----- GIVEN DATA

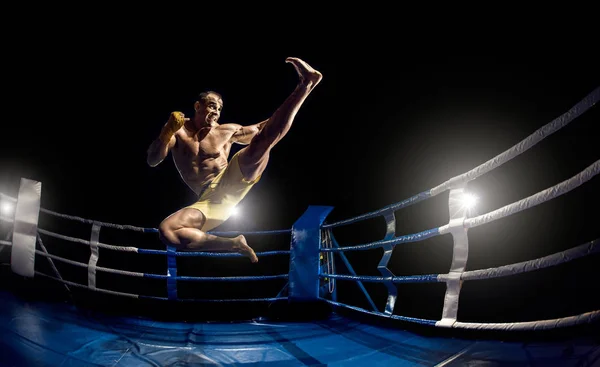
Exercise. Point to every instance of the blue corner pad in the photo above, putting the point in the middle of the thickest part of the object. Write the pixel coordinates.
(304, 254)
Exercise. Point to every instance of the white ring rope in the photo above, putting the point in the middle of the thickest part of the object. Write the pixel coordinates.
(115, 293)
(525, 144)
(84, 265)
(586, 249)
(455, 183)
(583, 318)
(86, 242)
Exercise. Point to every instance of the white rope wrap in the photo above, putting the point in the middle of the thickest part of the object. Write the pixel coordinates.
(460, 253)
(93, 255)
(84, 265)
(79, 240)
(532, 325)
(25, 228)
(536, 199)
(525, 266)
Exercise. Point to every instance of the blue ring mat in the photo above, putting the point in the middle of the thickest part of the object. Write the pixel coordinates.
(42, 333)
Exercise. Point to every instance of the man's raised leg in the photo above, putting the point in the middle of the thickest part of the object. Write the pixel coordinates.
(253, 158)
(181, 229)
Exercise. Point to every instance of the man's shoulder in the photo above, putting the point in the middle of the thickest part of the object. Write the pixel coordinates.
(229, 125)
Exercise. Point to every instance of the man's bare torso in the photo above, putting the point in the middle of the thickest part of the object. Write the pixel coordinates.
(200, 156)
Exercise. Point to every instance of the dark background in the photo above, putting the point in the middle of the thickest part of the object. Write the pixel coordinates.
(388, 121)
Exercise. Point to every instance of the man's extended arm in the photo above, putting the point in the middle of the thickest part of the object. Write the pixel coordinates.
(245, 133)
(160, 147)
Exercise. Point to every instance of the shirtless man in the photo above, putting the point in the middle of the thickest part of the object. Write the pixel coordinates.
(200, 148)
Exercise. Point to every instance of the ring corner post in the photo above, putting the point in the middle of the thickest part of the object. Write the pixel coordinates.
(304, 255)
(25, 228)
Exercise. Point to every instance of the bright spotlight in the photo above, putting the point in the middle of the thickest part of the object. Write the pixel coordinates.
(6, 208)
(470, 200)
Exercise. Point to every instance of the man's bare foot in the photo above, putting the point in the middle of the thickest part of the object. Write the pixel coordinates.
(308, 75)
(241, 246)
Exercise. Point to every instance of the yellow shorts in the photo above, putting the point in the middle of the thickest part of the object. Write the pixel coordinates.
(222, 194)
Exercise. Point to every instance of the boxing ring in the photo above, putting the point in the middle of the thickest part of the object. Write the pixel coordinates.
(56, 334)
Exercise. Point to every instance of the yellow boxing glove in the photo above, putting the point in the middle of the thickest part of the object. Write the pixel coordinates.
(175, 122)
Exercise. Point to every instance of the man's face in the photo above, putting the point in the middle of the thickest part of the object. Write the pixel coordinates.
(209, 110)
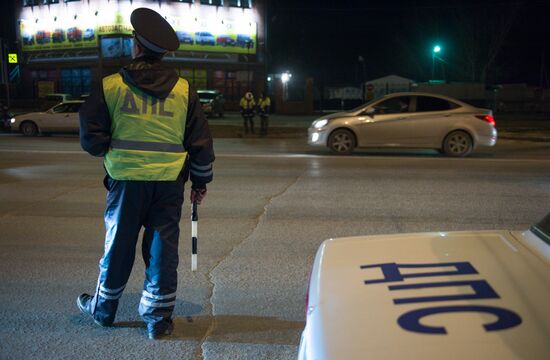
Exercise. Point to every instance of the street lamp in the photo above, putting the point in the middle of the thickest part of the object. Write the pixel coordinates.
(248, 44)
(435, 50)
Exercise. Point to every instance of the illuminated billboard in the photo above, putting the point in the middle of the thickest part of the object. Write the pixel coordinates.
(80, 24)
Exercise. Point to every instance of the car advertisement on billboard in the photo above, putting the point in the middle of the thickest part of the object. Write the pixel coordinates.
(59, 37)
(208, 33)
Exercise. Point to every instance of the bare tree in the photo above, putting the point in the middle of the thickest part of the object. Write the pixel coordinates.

----------
----- GIVEN DATA

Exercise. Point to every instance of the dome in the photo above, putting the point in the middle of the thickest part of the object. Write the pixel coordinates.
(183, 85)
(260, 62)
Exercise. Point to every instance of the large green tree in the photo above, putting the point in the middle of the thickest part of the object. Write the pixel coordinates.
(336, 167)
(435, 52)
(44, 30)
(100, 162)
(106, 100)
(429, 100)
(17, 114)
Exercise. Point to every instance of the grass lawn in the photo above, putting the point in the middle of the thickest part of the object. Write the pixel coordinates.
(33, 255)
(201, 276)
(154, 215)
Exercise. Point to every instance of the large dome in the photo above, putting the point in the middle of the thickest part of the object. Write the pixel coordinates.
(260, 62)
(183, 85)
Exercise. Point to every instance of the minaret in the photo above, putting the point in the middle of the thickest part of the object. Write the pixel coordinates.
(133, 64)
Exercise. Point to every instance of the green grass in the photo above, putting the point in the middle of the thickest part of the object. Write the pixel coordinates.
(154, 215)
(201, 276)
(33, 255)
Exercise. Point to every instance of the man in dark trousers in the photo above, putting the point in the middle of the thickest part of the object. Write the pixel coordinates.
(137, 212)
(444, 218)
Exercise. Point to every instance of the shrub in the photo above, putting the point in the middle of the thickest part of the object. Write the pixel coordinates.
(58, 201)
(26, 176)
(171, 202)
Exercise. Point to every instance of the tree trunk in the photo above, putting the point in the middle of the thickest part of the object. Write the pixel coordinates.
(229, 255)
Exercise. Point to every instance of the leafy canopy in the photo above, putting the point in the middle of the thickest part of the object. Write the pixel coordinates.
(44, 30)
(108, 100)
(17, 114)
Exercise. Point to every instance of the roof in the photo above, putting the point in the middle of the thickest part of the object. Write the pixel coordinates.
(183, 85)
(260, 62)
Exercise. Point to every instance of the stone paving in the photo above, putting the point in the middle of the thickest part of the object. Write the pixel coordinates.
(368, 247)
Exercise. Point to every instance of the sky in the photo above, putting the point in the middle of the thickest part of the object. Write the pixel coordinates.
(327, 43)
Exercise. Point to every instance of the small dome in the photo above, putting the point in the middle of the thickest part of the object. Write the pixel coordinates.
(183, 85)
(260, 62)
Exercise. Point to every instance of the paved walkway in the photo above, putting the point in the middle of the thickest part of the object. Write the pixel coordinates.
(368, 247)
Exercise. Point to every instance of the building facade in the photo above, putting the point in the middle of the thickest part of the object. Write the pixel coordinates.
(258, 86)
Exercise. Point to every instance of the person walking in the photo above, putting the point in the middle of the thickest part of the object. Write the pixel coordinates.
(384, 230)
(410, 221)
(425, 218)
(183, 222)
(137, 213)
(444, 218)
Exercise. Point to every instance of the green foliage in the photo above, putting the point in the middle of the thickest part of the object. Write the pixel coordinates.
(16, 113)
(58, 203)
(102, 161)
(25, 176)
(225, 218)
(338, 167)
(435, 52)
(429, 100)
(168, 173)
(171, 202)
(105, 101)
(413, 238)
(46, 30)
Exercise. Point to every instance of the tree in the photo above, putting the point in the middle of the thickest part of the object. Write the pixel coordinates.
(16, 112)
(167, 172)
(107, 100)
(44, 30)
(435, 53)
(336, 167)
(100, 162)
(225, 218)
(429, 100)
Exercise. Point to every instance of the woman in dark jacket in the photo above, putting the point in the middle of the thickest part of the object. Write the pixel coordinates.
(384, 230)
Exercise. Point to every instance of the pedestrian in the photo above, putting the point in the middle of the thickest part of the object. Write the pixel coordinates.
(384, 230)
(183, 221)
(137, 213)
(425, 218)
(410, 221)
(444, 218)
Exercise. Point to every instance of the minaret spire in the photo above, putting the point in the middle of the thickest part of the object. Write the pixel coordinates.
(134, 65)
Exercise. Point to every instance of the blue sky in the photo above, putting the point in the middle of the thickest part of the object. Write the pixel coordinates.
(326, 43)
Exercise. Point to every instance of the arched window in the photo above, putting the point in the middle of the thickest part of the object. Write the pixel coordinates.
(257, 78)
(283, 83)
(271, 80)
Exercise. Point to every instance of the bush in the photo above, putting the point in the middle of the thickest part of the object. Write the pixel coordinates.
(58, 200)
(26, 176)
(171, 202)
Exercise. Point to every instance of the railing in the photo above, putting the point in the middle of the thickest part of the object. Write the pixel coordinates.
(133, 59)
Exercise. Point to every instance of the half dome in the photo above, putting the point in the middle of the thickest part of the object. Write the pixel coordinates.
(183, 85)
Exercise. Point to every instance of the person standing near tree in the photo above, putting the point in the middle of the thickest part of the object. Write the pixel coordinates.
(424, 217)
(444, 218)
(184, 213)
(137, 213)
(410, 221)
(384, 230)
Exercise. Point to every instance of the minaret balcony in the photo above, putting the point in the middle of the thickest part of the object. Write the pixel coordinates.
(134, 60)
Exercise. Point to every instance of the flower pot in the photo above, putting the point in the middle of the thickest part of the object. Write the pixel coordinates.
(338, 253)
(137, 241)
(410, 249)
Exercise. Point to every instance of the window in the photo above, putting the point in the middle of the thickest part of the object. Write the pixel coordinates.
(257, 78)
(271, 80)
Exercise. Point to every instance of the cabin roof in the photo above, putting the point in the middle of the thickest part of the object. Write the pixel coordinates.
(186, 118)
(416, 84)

----------

= WHAT IS REQUIRED =
Rename "billboard" to "signboard" in the material that begins at the line containing "Exercise. Point to every instance of the man's face" and ends after the line containing "Exercise. Point to every instance of the bare", and write those lines out again with nothing else changed. Leave the pictures out.

= SOLUTION FOR THIS EXERCISE =
Exercise. Point to every instance of the man's face in the photo above, putting the point in the middle of the thickest part of the object. Write the pixel coordinates.
(209, 110)
Exercise. Point to every instance of the street lamp in the photo above, putting the point in the middle of the thickest part of the object. Write the pixel coordinates.
(248, 44)
(435, 50)
Exercise. Point to every instance of the illuminated signboard in the photo above, putting the point in the middle of the thickest part of the object. Write the pixel coordinates.
(80, 24)
Exercise. Point to every instance of the car advertisement on signboard in the photo above, putting the point in the middle of the thickest part of the object. Write the pixel coordinates.
(59, 37)
(208, 33)
Exercise. Point to every instance of the bare tree in the photo above, putting the point in the middle of the thickest part of the object. Write the pixel coordinates.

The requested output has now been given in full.